What you have to do: Edit the stretch of the tutorial text from "Cross checks" through "of anisotropic effects.", replacing "tool" with "utility" wherever it occurs.

Document text:
Linux execution__Tutorial
The item is conceptually similar to execution on a Windows machine that is not the modeling machine. At job creation time, a dialog requests the full path to the ab initio Linux executable. Usually, it will be something like:
$HOME/VASP/vasp for VASP and
$HOME/ABINIT/abinis for serial ABINIT.
The job directory is moved to the target machine with either a flash drive or ftp. The RunJob.bat is made executable through:
chmod 555 RunJob.bat . After that, the job is launched with the command:
./RunJob.bat
When the execution is complete, the whole directory is moved back to the modeling machine. Results are then interpreted by double-clicking on the batch file PostProc.bat. Users should not perform format changes when moving ASCII files between Windows and Linux. They should be moved as if they were binary files. The Toolkit and Internet Explorer are comfortable with both formats, but Windows or Linux may not be.

Cross checks

Distances & Angles__Tutorial
In addition to the fact that it operates on users' data, this tool incorporates more flexibility than the corresponding tool included with the "Browse" menu of CRYSTMET. For example, the Cartesian coordinates of the neighbours are optionally listed in the output, providing data for e.g. separate studies of anisotropic effects.

Supplied information:
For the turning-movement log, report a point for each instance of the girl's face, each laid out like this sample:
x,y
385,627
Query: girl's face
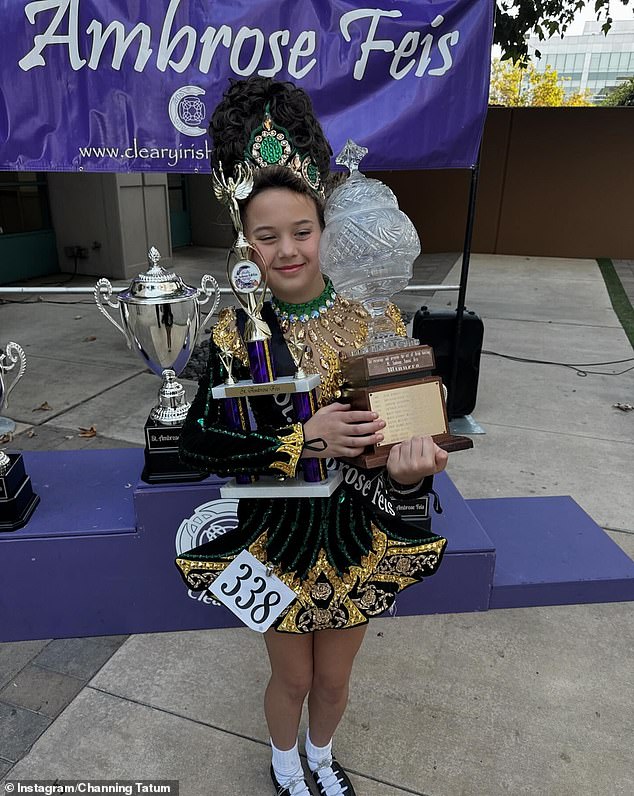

Answer below:
Cross checks

Distances & Angles__Tutorial
In addition to the fact that it operates on users' data, this utility incorporates more flexibility than the corresponding utility included with the "Browse" menu of CRYSTMET. For example, the Cartesian coordinates of the neighbours are optionally listed in the output, providing data for e.g. separate studies of anisotropic effects.